One of the leading cause of fracture and failure of structures is the presence of initial defects and cracks and their
propagation. Defective construction, environmental factors,
and applied loads may give rise to cracks with different size
and shape. Cracks show different behaviors under different loading conditions. Some of these cracks propagate
and bring about disastrous failure of structures. Fracture
mechanics is the knowledge of examination of crack formation in solids, calculation of fractured structure response
to applied loads, and prediction of structure behavior considering the propagation of initial cracks. Development of
fracture mechanics in the last century has clarified that accurate analysis of many concrete structures entails the use of
fracture mechanics principles.
One of the branches of fracture mechanics employing
some simplifications based on ignoring the crack tip plasticity is Linear Elastic Fracture Mechanics, LEFM, established by Griffith based on his experiments on glass fibers
[18]. During 1960–1970, several researches showed that
the classic LEFM is not capable of analyzing usual sized
concrete structures [19]. Non-functionality of LEFM has
been illuminated by the examination of Fracture Process
Zone (FPZ). FPZ is a zone with micro cracks that includes
ligaments still transferring stress. Researches have indicated
that if softening behavior of material is considered, fracture
mechanics can be a powerful tool for analysis of propagation of distributed cracks as well as localization of them in
concrete [20–22].

===============

Could you continue the passage above on fracture mechanics in concrete, picking up right after its final sentence?

■ DATASET EXTRACT:

===============

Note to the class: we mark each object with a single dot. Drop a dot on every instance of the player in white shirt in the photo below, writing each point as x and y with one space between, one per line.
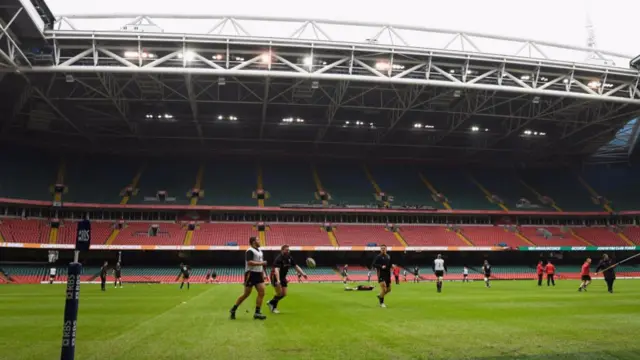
254 276
52 275
439 268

===============

■ THE REPLY:
Several models have been proposed so far to predict
cracking behavior of concrete based on non-linear fracture
mechanics. To employ these models for prediction of actual
response of structures, making use of numerical methods
such as FEM is inevitable. There are two main approaches
for crack modeling via finite element, namely, smeared
crack and discrete crack. In the former approach, the cracked
element is considered continuous, while its governing constitutive law is changed to account for the effects of cracks
[23–25]. Although this approach is convenient, its main
shortcomings are non-objectivity and mesh-sensitivity of the
results. Furthermore, it cannot provide details such as crack
mouth opening displacement or crack path [20]. However,
in the latter approach, crack is considered as a geometrical
discontinuity [26]. Consequently, re-meshing after each step
of crack propagation is needed. In discrete crack approach,
the fracture process zone characteristics such as shape and
cohesive forces are considered as boundary conditions of
the problem. Since the analytical method in this type of
modeling is close to the physical condition of concrete, this
method named Fictitious Crack Model (FCM) is the most
accurate method for analysis of concrete.
After all, one of the intact areas in the discrete crack
approach is the lack of multi-crack analysis based on FCM
[27–29]. In this paper, an attempt in this ground is presented.
Utilizing the ABAQUS software [30], a semi-automatic
algorithm is proposed for this end. The presented method
provides responses that are precise enough in comparison
with benchmark problems. The algorithm enhances analysis
to simulate multiple cracks, diagonal cracks, and size effect
phenomenon.
2 Theoretical Background
As it is known, the existence of FPZ, with a considerable
size in concrete, ahead of structural macro cracks introduces a significant non-linearity in its behavior. The simplest description of what is happening in FPZ developed
by Hillerborg et al. in 1976 named Fictitious Crack Model,
FCM [31]. They proposed a tension-softening law based on
Cohesive Crack Model, CCM, of Dugdale and Barenblatt
[32, 33] to analyze a plain concrete beam (Fig. 1).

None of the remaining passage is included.